(EXTRACTED TEXT):
The Ethiopian Orthodox Church
The Ethiopian Orthodox Tewahedo Church (Amharic: የኢትዮጵያ ኦርቶዶክስ ተዋሕዶ ቤተ ክርስቲያን?; Transliterated Amharic: Yäityop’ya ortodoks täwahedo bétäkrestyan) is an Oriental Orthodox Christian church in Ethiopia. The Ethiopian Church was part of the Coptic Orthodox Church until 1959, when it was granted its own Patriarch by Coptic Orthodox Pope of Alexandria and Patriarch of All Africa, Cyril VI. It should not be confused with the Ethiopian Catholic Church.
One of the few pre-colonial Christian churches of Sub-Saharan Africa, it has a membership of about 40 million people (45 million claimed by the Patriarch), mainly in Ethiopia, and is thus the largest of all Oriental Orthodox churches. The Ethiopian Orthodox Tewahedo Church is a founding member of the World Council of Churches.
Tewahedo (Te-wa-hido) (Ge’ez ተዋሕዶ tawāhidō, modern pronunciation tewāhidō) is a Ge’ez word meaning “being made one” or “unified”.

(WRITTEN INSTRUCTION 1): According to the text on the Ethiopian Orthodox Church, until what year was the Ethiopian Church part of the Coptic Orthodox Church?
(WRITTEN INSTRUCTION 2): Duplicate the part of the Ethiopian Orthodox Church text that opens with the words containing "One of the few" and closes with "Council of Churches.".
The listing that follows has no connection to the text on the Ethiopian Orthodox Church.

(GIVEN INFORMATION):
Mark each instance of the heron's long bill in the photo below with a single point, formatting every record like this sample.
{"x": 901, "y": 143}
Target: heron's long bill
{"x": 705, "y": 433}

(RIGHT ANSWER 1): 1959

(RIGHT ANSWER 2):
One of the few pre-colonial Christian churches of Sub-Saharan Africa, it has a membership of about 40 million people (45 million claimed by the Patriarch), mainly in Ethiopia, and is thus the largest of all Oriental Orthodox churches. The Ethiopian Orthodox Tewahedo Church is a founding member of the World Council of Churches.